● EXERCISE MATERIAL:
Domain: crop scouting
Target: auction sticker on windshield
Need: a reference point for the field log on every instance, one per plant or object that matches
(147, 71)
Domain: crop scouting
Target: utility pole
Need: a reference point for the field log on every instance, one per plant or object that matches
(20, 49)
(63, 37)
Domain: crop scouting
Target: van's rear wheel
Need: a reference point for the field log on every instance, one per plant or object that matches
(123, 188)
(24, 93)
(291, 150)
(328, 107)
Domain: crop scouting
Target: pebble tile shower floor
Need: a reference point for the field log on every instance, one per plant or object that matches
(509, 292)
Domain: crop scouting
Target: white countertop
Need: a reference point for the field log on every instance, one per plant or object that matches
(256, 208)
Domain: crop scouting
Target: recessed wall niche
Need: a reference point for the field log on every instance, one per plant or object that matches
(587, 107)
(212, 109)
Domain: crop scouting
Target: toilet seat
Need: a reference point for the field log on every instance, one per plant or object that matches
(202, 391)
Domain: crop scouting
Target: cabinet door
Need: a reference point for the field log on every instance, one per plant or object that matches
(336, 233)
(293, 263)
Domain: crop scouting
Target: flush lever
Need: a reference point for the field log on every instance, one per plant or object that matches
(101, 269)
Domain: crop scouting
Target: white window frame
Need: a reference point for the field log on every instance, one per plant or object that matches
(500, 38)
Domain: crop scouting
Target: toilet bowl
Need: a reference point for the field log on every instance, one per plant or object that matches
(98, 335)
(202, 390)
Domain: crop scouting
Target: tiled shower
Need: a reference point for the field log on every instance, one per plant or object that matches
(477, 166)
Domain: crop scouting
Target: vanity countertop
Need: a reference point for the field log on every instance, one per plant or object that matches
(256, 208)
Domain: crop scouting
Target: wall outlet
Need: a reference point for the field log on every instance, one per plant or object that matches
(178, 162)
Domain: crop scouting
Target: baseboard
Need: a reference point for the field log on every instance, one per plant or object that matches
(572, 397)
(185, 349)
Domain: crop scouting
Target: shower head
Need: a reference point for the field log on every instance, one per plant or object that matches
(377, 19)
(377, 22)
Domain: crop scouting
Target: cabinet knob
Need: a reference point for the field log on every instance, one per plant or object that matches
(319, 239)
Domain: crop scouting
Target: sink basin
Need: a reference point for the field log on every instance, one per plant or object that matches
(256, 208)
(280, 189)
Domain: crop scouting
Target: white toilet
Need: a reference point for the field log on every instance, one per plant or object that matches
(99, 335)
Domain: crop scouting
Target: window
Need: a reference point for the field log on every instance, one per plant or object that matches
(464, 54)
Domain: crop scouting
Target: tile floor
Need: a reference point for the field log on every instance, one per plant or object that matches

● WORK REQUEST: Scan the listing above and tally the lines that include the string "toilet". Write the total and nothing more.

● RESPONSE AREA: 3